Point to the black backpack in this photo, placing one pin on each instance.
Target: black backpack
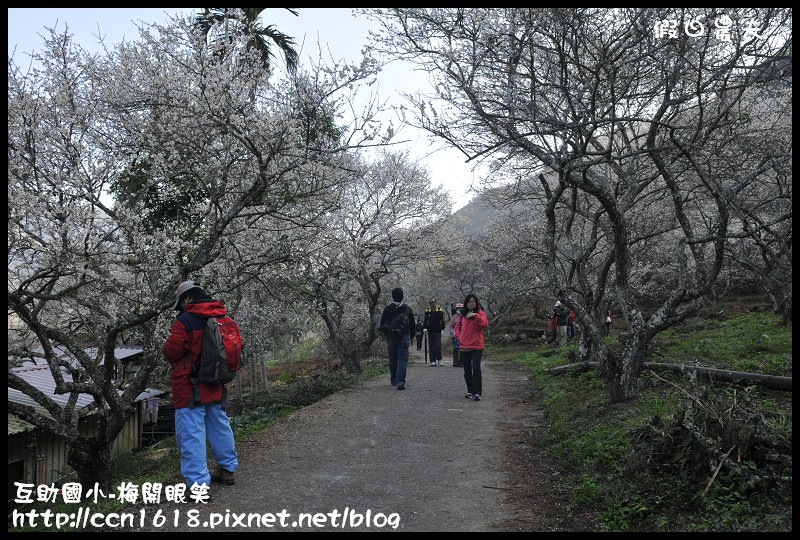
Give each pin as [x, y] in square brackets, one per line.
[399, 325]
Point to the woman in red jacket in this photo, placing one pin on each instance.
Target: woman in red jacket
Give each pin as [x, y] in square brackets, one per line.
[469, 332]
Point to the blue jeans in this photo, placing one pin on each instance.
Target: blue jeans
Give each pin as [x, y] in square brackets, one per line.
[398, 359]
[192, 426]
[471, 360]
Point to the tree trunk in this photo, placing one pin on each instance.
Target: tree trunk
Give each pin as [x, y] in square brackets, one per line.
[91, 459]
[621, 370]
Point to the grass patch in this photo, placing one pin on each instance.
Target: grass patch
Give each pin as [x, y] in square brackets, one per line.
[641, 467]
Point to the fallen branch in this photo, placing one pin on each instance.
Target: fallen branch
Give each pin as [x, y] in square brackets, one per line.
[773, 382]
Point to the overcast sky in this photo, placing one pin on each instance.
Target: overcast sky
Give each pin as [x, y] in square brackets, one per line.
[334, 28]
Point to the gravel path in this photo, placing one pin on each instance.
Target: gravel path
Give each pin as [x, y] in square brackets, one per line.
[423, 459]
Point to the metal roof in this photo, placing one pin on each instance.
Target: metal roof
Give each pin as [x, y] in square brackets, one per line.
[40, 377]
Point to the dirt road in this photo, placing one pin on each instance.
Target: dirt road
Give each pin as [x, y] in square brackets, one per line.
[423, 459]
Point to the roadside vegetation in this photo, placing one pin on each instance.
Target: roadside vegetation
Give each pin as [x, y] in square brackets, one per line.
[160, 463]
[690, 454]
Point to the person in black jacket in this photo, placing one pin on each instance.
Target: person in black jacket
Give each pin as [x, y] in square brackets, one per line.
[398, 346]
[434, 323]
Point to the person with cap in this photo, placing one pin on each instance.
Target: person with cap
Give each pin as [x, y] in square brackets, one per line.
[198, 420]
[453, 319]
[562, 313]
[433, 322]
[397, 346]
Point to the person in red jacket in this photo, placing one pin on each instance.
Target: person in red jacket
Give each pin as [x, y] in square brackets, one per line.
[468, 331]
[198, 414]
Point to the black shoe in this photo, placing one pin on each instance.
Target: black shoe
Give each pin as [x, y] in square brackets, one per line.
[223, 477]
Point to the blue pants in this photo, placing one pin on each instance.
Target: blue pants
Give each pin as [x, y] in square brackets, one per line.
[398, 359]
[192, 426]
[471, 360]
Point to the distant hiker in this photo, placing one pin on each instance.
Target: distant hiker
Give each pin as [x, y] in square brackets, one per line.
[433, 322]
[552, 333]
[570, 324]
[469, 332]
[397, 324]
[204, 418]
[453, 319]
[563, 316]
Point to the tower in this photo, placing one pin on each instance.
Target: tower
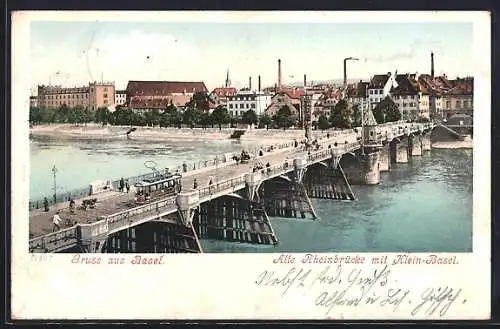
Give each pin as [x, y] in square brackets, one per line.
[228, 81]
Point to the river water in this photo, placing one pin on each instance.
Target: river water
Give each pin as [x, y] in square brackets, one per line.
[422, 206]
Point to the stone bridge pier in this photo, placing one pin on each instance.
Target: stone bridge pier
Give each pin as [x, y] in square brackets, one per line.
[426, 141]
[286, 195]
[362, 168]
[327, 180]
[415, 145]
[399, 150]
[239, 216]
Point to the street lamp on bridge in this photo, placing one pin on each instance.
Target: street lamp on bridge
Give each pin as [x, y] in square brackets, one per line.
[345, 68]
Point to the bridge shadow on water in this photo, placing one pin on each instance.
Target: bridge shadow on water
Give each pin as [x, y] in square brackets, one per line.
[424, 205]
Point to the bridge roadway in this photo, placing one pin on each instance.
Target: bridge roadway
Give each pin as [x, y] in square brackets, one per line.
[113, 202]
[104, 220]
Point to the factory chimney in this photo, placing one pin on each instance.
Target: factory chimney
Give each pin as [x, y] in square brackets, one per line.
[432, 64]
[279, 74]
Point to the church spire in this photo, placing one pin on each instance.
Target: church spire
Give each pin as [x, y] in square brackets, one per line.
[228, 81]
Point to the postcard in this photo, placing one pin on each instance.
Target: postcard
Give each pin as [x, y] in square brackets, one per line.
[250, 165]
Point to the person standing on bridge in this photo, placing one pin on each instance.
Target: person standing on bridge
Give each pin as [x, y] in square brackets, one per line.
[56, 220]
[122, 184]
[45, 204]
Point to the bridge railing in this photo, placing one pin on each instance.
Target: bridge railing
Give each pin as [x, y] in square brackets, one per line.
[221, 186]
[53, 241]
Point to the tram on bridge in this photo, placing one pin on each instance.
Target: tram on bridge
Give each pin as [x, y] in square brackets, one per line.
[157, 187]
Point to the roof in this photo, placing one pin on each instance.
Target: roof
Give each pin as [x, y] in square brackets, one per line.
[378, 81]
[407, 85]
[151, 88]
[294, 93]
[225, 91]
[462, 86]
[357, 90]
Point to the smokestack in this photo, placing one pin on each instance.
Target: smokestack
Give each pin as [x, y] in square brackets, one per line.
[279, 74]
[432, 64]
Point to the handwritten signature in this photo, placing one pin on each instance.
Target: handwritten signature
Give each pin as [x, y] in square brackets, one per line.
[340, 287]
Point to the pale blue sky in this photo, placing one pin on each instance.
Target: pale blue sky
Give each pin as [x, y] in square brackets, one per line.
[81, 51]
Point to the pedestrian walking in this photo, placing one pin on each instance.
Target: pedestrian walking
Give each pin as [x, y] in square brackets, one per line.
[72, 206]
[46, 204]
[56, 220]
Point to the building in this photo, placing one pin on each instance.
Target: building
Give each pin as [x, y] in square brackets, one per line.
[286, 96]
[376, 89]
[93, 96]
[158, 95]
[33, 101]
[220, 95]
[357, 94]
[246, 100]
[460, 98]
[407, 95]
[120, 97]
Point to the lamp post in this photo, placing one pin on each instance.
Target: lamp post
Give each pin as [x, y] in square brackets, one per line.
[345, 68]
[54, 171]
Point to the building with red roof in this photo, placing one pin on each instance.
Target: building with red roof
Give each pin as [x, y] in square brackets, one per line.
[151, 95]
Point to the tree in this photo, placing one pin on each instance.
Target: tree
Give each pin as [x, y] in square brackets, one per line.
[190, 117]
[264, 121]
[386, 111]
[220, 116]
[199, 102]
[103, 115]
[341, 114]
[323, 122]
[35, 115]
[249, 117]
[205, 119]
[356, 116]
[284, 117]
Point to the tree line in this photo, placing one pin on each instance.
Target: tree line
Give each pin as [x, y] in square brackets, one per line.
[196, 114]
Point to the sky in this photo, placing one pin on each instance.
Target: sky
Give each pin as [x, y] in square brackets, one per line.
[72, 53]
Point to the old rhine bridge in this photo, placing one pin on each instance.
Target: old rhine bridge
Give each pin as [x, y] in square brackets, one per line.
[237, 207]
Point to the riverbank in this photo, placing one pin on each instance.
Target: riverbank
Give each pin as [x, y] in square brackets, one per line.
[92, 131]
[467, 144]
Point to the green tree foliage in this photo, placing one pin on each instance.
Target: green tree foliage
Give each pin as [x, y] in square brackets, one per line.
[35, 115]
[323, 122]
[386, 111]
[284, 118]
[249, 117]
[190, 117]
[341, 115]
[356, 116]
[220, 116]
[265, 121]
[104, 116]
[199, 102]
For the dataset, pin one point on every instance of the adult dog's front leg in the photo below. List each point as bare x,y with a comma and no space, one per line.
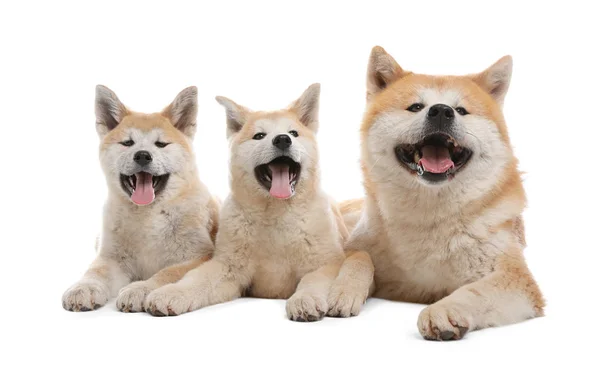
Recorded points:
132,297
508,295
309,302
101,281
212,283
352,286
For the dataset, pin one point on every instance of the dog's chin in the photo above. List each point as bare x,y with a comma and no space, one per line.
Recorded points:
435,160
143,188
279,177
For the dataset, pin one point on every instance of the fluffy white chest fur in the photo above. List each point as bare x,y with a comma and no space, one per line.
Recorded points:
282,242
148,239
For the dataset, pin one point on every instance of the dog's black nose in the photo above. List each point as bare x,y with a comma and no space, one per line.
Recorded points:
282,141
441,115
142,157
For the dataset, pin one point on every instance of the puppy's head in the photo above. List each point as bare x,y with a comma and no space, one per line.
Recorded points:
435,131
274,153
146,156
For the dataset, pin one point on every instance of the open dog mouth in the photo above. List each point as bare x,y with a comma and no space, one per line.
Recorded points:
143,187
279,176
436,158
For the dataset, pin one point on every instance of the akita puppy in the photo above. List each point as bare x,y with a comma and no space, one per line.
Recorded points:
159,220
442,214
279,235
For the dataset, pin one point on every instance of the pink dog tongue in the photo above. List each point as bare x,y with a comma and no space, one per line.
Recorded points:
280,181
144,191
436,159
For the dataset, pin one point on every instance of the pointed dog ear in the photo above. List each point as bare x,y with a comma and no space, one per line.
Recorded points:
237,115
109,110
183,111
496,79
383,70
307,107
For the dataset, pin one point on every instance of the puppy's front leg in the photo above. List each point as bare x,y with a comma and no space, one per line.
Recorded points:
100,282
212,283
508,295
352,286
309,303
131,298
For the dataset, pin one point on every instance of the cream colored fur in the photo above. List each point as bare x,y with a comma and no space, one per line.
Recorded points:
145,247
457,246
271,248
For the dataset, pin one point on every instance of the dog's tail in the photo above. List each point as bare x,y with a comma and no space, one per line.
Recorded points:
351,211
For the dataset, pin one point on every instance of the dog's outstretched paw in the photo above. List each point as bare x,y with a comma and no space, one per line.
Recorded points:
444,322
167,301
345,301
132,297
85,296
306,307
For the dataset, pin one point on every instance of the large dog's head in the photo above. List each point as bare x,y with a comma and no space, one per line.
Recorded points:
435,131
274,154
146,157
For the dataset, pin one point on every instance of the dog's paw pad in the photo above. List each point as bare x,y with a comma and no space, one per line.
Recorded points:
344,301
85,296
131,298
444,322
304,307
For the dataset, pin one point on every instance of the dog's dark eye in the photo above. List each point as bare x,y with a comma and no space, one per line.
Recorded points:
415,107
462,111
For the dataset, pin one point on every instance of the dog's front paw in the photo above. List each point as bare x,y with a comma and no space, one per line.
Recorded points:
131,298
85,296
345,301
444,322
168,300
306,307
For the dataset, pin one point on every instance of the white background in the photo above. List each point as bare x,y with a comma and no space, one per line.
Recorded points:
263,56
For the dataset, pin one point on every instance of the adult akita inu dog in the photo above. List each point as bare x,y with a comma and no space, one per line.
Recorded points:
279,234
159,220
442,214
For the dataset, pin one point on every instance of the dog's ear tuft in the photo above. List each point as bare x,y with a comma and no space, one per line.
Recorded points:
496,79
109,110
307,107
382,71
183,111
237,115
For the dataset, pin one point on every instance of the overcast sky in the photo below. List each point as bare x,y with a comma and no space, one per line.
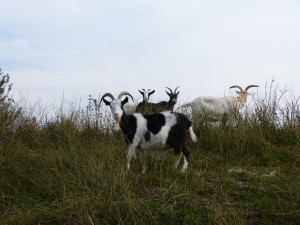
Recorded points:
80,47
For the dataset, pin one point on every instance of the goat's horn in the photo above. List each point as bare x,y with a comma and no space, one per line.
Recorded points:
169,89
125,93
237,86
107,95
250,86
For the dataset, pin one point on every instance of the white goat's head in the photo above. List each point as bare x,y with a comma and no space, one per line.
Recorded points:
243,94
146,94
173,95
116,105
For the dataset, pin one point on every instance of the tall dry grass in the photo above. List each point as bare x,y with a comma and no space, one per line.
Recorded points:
70,169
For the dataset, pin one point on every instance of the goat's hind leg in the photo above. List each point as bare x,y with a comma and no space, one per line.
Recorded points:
177,160
131,153
186,154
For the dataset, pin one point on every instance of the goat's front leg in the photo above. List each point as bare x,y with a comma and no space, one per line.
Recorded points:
177,160
131,153
144,161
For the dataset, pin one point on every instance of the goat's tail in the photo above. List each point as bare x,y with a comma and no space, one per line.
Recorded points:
193,135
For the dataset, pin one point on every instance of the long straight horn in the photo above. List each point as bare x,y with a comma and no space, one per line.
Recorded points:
170,90
107,95
237,86
125,93
250,86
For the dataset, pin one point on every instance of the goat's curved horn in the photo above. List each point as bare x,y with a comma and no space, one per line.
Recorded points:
176,89
107,95
169,89
250,86
125,93
237,86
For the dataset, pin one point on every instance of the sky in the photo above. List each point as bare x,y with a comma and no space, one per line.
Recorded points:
75,48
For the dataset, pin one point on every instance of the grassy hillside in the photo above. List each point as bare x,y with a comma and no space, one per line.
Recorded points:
69,170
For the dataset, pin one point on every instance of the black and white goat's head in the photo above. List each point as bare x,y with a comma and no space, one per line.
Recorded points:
173,95
243,94
146,94
116,104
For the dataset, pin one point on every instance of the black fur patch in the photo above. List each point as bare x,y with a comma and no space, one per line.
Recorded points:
155,122
128,127
147,136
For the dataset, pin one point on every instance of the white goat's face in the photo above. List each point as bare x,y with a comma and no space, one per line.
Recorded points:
116,109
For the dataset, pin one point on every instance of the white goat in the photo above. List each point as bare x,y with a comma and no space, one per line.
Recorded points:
145,106
216,108
161,131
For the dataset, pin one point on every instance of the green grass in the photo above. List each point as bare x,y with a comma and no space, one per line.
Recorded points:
68,171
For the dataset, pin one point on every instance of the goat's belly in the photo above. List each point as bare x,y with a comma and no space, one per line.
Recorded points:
154,144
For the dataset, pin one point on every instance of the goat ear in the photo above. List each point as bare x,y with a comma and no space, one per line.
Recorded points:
151,92
106,102
124,101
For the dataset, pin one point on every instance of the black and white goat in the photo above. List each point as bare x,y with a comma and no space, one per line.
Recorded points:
145,106
156,131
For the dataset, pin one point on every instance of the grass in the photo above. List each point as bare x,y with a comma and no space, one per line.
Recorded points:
70,170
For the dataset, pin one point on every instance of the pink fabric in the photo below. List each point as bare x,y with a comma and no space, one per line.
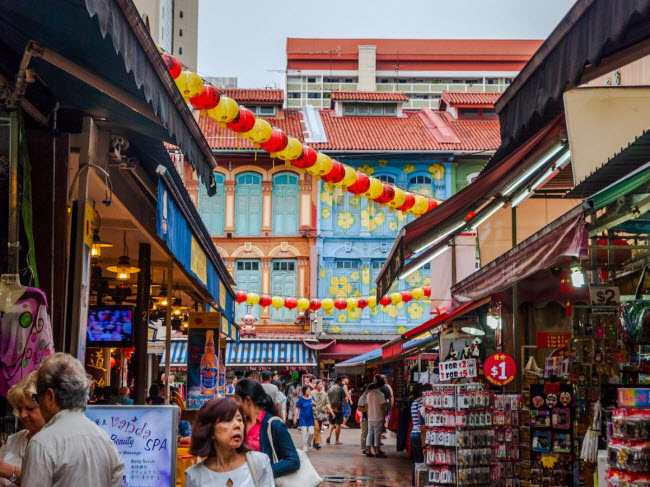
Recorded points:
253,435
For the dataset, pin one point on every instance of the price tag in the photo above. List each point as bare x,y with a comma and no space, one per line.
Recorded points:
500,369
458,369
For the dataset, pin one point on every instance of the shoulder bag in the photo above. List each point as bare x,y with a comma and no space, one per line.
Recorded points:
306,476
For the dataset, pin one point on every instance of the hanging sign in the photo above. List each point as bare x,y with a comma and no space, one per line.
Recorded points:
458,369
500,369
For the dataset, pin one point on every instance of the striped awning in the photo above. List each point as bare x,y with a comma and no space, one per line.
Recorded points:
178,354
255,353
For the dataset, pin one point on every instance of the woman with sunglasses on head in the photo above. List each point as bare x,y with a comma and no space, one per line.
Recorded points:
219,434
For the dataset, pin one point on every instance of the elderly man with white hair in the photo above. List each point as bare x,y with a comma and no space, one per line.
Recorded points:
70,450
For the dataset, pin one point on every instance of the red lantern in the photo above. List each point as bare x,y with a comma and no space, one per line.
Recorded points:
340,303
408,202
306,159
337,173
361,185
387,194
243,122
290,303
208,99
385,301
173,66
276,143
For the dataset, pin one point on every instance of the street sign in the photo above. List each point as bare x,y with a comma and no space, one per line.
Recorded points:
458,369
500,369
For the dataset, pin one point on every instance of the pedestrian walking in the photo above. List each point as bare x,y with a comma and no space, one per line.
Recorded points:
219,434
70,449
322,410
376,418
337,398
259,411
304,417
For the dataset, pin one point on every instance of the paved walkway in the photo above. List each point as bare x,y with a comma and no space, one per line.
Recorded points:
347,461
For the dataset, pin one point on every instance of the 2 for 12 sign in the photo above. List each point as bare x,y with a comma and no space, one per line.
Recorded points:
457,369
500,369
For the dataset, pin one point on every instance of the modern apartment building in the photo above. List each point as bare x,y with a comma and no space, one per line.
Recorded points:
174,26
420,68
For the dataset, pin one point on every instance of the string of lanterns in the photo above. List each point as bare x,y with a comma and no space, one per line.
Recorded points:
226,111
328,304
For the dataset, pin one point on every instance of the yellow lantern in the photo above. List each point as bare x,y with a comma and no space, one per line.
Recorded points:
323,165
417,293
277,302
291,151
226,111
349,179
189,84
399,198
327,304
252,298
421,205
375,189
260,133
303,304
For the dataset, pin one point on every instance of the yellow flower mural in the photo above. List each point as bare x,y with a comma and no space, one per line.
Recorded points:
415,310
340,287
345,220
372,219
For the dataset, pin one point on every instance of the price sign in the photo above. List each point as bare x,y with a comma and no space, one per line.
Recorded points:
458,369
500,369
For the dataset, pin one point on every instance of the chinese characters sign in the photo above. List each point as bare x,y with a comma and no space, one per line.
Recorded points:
457,369
553,340
500,369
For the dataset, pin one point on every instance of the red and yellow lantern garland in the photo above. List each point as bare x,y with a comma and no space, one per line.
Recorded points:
259,132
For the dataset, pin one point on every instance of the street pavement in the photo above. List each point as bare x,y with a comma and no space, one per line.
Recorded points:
347,462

◆ Your objective ◆
The only thing to give is how many lines of the listing include the word "jeans".

◆ Solution to this task ◆
2